Nothing below is to be printed except the lines between the line holding "Can you find the water" and the line holding "Can you find the misty", inclusive, each exactly as it appears.
+++ Data extract
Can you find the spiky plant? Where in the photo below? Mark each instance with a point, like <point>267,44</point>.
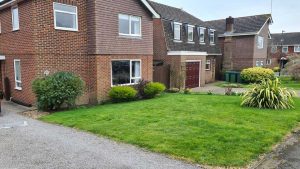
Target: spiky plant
<point>269,95</point>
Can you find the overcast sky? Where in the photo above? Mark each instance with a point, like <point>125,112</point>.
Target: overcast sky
<point>285,13</point>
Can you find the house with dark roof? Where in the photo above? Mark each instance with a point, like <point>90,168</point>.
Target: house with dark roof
<point>41,37</point>
<point>244,41</point>
<point>282,45</point>
<point>185,44</point>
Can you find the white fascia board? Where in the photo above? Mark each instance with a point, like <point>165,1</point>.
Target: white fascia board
<point>149,7</point>
<point>186,53</point>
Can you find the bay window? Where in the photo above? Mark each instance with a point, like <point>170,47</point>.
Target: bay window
<point>126,72</point>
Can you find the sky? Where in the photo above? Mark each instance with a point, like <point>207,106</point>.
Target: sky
<point>285,13</point>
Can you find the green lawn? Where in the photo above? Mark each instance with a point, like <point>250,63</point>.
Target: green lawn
<point>289,83</point>
<point>212,130</point>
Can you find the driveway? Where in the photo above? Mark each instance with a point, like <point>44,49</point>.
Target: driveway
<point>27,143</point>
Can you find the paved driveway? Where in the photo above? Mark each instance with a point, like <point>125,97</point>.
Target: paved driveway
<point>27,143</point>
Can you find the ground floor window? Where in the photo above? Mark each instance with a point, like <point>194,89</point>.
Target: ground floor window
<point>126,72</point>
<point>208,65</point>
<point>17,68</point>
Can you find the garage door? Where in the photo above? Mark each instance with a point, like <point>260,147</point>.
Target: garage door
<point>192,74</point>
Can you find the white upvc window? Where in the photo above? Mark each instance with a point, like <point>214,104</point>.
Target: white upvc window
<point>212,36</point>
<point>17,69</point>
<point>130,25</point>
<point>191,33</point>
<point>260,42</point>
<point>15,18</point>
<point>126,72</point>
<point>202,35</point>
<point>274,49</point>
<point>269,62</point>
<point>177,31</point>
<point>65,17</point>
<point>297,48</point>
<point>208,65</point>
<point>285,49</point>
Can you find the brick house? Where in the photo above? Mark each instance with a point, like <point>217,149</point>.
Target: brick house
<point>244,41</point>
<point>186,46</point>
<point>282,45</point>
<point>105,42</point>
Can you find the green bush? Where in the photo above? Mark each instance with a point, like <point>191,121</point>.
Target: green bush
<point>122,93</point>
<point>270,95</point>
<point>152,89</point>
<point>55,90</point>
<point>257,74</point>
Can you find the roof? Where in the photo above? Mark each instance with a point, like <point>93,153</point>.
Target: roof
<point>291,38</point>
<point>243,25</point>
<point>176,14</point>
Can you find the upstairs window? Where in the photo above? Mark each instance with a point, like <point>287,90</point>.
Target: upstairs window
<point>274,49</point>
<point>17,68</point>
<point>260,42</point>
<point>285,49</point>
<point>202,35</point>
<point>212,36</point>
<point>177,31</point>
<point>126,72</point>
<point>15,18</point>
<point>65,17</point>
<point>297,49</point>
<point>129,25</point>
<point>191,33</point>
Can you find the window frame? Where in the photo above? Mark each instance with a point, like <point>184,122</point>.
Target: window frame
<point>212,34</point>
<point>130,34</point>
<point>191,30</point>
<point>130,71</point>
<point>297,51</point>
<point>180,30</point>
<point>65,12</point>
<point>260,39</point>
<point>13,18</point>
<point>208,62</point>
<point>285,47</point>
<point>15,73</point>
<point>202,41</point>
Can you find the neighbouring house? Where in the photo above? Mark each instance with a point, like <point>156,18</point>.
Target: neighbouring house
<point>282,45</point>
<point>244,41</point>
<point>185,48</point>
<point>105,42</point>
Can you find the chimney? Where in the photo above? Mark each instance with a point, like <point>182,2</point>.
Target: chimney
<point>229,24</point>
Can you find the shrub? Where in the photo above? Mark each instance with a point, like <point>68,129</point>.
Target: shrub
<point>270,95</point>
<point>187,91</point>
<point>276,69</point>
<point>55,90</point>
<point>173,90</point>
<point>257,74</point>
<point>122,93</point>
<point>140,87</point>
<point>152,89</point>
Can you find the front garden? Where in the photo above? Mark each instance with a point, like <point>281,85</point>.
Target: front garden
<point>206,129</point>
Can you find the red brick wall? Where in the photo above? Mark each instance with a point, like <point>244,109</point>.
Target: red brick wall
<point>103,63</point>
<point>104,28</point>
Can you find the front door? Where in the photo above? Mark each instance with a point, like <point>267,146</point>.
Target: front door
<point>192,75</point>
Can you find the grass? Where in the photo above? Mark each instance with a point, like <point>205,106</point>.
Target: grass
<point>211,130</point>
<point>289,83</point>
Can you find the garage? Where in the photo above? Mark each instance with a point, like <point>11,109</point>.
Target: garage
<point>192,74</point>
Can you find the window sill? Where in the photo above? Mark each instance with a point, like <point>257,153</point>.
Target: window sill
<point>177,41</point>
<point>130,36</point>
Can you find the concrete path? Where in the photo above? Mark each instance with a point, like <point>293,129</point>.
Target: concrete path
<point>27,143</point>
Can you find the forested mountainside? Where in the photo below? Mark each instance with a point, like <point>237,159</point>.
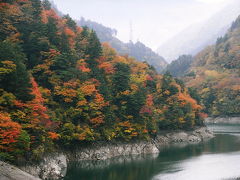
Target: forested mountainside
<point>137,50</point>
<point>215,73</point>
<point>60,87</point>
<point>180,66</point>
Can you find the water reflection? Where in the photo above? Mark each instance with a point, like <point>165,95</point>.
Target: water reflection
<point>216,159</point>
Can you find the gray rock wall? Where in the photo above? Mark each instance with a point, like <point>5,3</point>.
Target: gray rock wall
<point>223,120</point>
<point>54,166</point>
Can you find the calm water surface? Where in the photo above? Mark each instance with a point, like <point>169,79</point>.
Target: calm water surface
<point>217,159</point>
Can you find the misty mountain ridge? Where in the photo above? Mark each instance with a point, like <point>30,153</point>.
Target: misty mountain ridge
<point>137,50</point>
<point>196,37</point>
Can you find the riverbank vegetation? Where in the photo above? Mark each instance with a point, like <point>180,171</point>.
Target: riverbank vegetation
<point>60,86</point>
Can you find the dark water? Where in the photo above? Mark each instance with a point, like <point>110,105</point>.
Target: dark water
<point>216,159</point>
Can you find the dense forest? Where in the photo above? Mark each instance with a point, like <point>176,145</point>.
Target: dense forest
<point>215,74</point>
<point>60,87</point>
<point>137,50</point>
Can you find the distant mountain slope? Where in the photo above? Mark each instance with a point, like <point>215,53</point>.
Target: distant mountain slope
<point>193,39</point>
<point>180,66</point>
<point>217,74</point>
<point>137,50</point>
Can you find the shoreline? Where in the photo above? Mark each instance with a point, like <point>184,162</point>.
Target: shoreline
<point>223,120</point>
<point>54,165</point>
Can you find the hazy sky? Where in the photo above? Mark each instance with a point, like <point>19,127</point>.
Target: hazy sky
<point>153,21</point>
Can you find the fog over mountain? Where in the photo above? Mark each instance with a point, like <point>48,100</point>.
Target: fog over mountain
<point>194,38</point>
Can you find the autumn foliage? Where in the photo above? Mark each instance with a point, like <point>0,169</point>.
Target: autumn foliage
<point>61,87</point>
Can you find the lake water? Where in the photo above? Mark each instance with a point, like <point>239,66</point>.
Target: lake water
<point>217,159</point>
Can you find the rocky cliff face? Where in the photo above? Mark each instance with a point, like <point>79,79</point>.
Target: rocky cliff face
<point>54,166</point>
<point>223,120</point>
<point>9,172</point>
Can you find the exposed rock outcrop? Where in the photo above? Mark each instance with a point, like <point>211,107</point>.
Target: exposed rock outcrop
<point>54,166</point>
<point>223,120</point>
<point>9,172</point>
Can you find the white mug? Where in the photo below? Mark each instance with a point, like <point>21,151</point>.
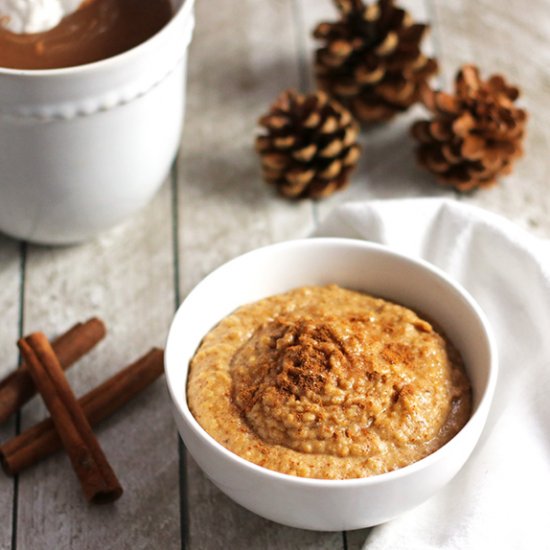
++++++
* _Solution to this problem_:
Can you find the water reflection? Where in the photo above? Mark each instance with a point, like <point>165,95</point>.
Target: water reflection
<point>216,159</point>
Can you find the gray rock wall? Where in the photo above? Mark each instance with a point, like <point>5,3</point>.
Target: gray rock wall
<point>223,120</point>
<point>54,166</point>
Can you find the calm water surface? Where in the photo above? Mark each instance with a point, like <point>169,79</point>.
Target: calm water surface
<point>217,159</point>
Can you find the misty mountain ridge? Where in the photo above? Mark each instance with a point, like <point>30,153</point>.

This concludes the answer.